DATA EXCERPTS below:

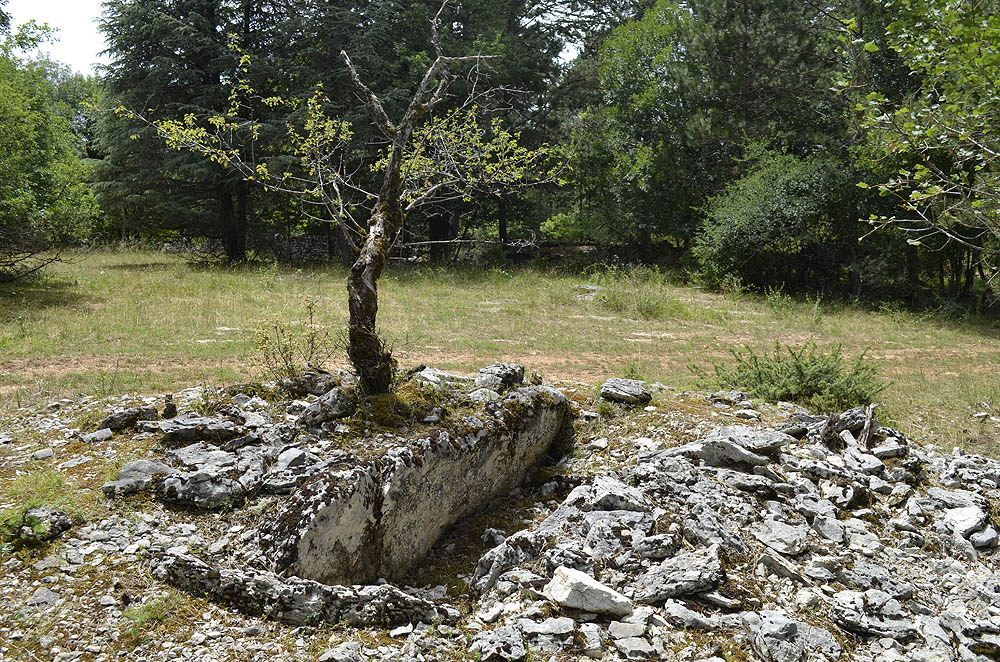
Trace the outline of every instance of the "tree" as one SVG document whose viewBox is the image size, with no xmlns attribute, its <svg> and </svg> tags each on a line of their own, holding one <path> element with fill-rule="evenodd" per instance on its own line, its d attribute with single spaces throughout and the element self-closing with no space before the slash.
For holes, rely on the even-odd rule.
<svg viewBox="0 0 1000 662">
<path fill-rule="evenodd" d="M 18 56 L 46 35 L 29 22 L 0 41 L 0 281 L 57 259 L 53 247 L 94 213 L 58 68 Z"/>
<path fill-rule="evenodd" d="M 607 110 L 574 137 L 586 149 L 603 143 L 612 174 L 579 171 L 578 208 L 610 181 L 610 207 L 595 210 L 609 233 L 683 245 L 702 200 L 739 176 L 748 139 L 800 155 L 842 143 L 828 21 L 801 0 L 659 0 L 615 29 L 600 53 Z"/>
<path fill-rule="evenodd" d="M 270 56 L 294 12 L 285 3 L 110 0 L 104 7 L 110 105 L 159 116 L 222 112 L 225 82 L 236 68 L 228 48 L 234 33 L 244 48 L 262 54 L 256 75 L 283 81 Z M 284 117 L 258 115 L 258 122 L 264 136 L 273 135 L 278 129 L 272 125 L 283 127 Z M 155 130 L 125 116 L 104 114 L 98 137 L 104 158 L 97 188 L 123 228 L 210 237 L 222 242 L 228 260 L 244 258 L 254 213 L 254 190 L 245 181 L 204 159 L 166 150 Z"/>
<path fill-rule="evenodd" d="M 919 89 L 859 102 L 873 186 L 895 209 L 870 218 L 931 249 L 1000 251 L 1000 6 L 991 0 L 894 0 L 887 29 Z M 872 42 L 869 50 L 878 49 Z"/>
<path fill-rule="evenodd" d="M 476 120 L 476 102 L 488 97 L 479 89 L 477 71 L 482 56 L 451 57 L 444 54 L 439 34 L 447 0 L 431 21 L 435 58 L 425 70 L 399 120 L 392 120 L 382 100 L 361 79 L 346 52 L 341 57 L 361 101 L 368 108 L 388 147 L 375 168 L 380 174 L 377 191 L 367 192 L 348 166 L 345 152 L 353 137 L 348 122 L 330 117 L 328 99 L 322 88 L 304 104 L 277 97 L 259 99 L 268 107 L 304 106 L 301 127 L 289 129 L 292 151 L 300 158 L 294 170 L 274 169 L 266 158 L 258 160 L 253 149 L 244 147 L 241 136 L 252 140 L 260 124 L 241 119 L 241 98 L 253 97 L 254 90 L 237 81 L 230 94 L 225 115 L 199 118 L 189 113 L 179 120 L 149 122 L 176 149 L 193 151 L 230 169 L 248 181 L 296 195 L 356 239 L 355 260 L 347 278 L 348 356 L 358 372 L 362 390 L 384 393 L 392 385 L 394 360 L 376 329 L 378 279 L 389 259 L 389 250 L 408 212 L 441 198 L 468 198 L 473 192 L 497 192 L 524 183 L 526 171 L 537 165 L 545 150 L 531 151 L 517 145 L 517 136 L 494 122 L 488 128 Z M 251 58 L 244 54 L 246 71 Z M 457 109 L 435 116 L 448 99 L 448 91 L 458 80 L 455 68 L 470 68 L 465 76 L 468 93 Z M 141 114 L 125 111 L 130 117 Z M 281 162 L 279 162 L 281 165 Z M 361 195 L 370 203 L 367 218 L 359 218 L 363 204 L 352 201 Z"/>
</svg>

End of DATA EXCERPTS.

> _ASSIGNED TASK_:
Every record, word for word, should be given back without its pictures.

> _SOLUTION BELOW_:
Trace the outline of every instance of the "tree" as one SVG document whose viewBox is the image size, with no xmlns attribute, its <svg> and </svg> tags each on a line of their own, holding one <path> element with fill-rule="evenodd" per instance on its own line, its d attribute with single spaces throughout and the element self-closing with no space before the slash.
For holes, rely on the even-odd rule.
<svg viewBox="0 0 1000 662">
<path fill-rule="evenodd" d="M 18 56 L 46 35 L 29 22 L 0 41 L 0 281 L 57 259 L 53 247 L 94 213 L 58 68 Z"/>
<path fill-rule="evenodd" d="M 607 110 L 574 137 L 586 149 L 603 143 L 612 174 L 579 171 L 578 208 L 610 181 L 610 207 L 595 210 L 609 233 L 683 245 L 702 200 L 739 176 L 748 139 L 800 155 L 842 143 L 828 21 L 801 0 L 659 0 L 615 29 L 600 53 Z"/>
<path fill-rule="evenodd" d="M 270 56 L 294 12 L 285 3 L 110 0 L 104 7 L 110 105 L 159 116 L 222 112 L 225 82 L 236 68 L 228 48 L 234 33 L 244 48 L 262 54 L 256 75 L 283 81 Z M 284 117 L 258 115 L 258 122 L 264 136 L 273 135 L 278 129 L 272 125 L 283 127 Z M 155 130 L 125 116 L 104 114 L 98 137 L 104 158 L 97 188 L 123 228 L 210 237 L 222 242 L 228 260 L 244 258 L 254 213 L 254 190 L 245 181 L 204 159 L 166 150 Z"/>
<path fill-rule="evenodd" d="M 919 89 L 859 102 L 873 186 L 895 209 L 870 218 L 931 249 L 1000 251 L 1000 6 L 991 0 L 894 0 L 887 29 Z M 872 42 L 869 50 L 878 49 Z"/>
<path fill-rule="evenodd" d="M 476 120 L 476 102 L 488 97 L 479 89 L 477 71 L 482 56 L 451 57 L 444 54 L 439 34 L 447 0 L 431 21 L 435 58 L 425 70 L 399 120 L 392 120 L 382 100 L 361 79 L 346 52 L 341 57 L 361 101 L 368 108 L 388 147 L 375 168 L 380 174 L 377 191 L 367 192 L 348 166 L 345 152 L 353 137 L 348 122 L 330 117 L 328 99 L 322 88 L 304 104 L 277 97 L 259 99 L 268 107 L 304 106 L 301 127 L 289 129 L 292 151 L 300 158 L 294 170 L 274 169 L 266 158 L 258 160 L 253 149 L 244 147 L 241 136 L 252 140 L 260 124 L 241 119 L 241 98 L 253 97 L 254 90 L 237 81 L 230 94 L 225 115 L 199 118 L 189 113 L 179 120 L 149 122 L 176 149 L 193 151 L 230 169 L 248 181 L 296 195 L 356 239 L 355 260 L 347 278 L 348 356 L 358 372 L 362 390 L 384 393 L 392 385 L 394 360 L 376 329 L 378 279 L 389 259 L 389 250 L 408 212 L 441 198 L 468 198 L 473 192 L 497 192 L 524 183 L 526 171 L 537 165 L 545 150 L 531 151 L 517 145 L 517 136 L 494 122 L 488 128 Z M 251 58 L 244 54 L 246 71 Z M 457 109 L 435 116 L 448 99 L 448 91 L 458 80 L 455 68 L 470 68 L 465 76 L 468 93 Z M 141 114 L 125 111 L 130 117 Z M 281 162 L 279 162 L 281 165 Z M 361 195 L 370 203 L 367 218 L 359 218 L 363 204 L 352 201 Z"/>
</svg>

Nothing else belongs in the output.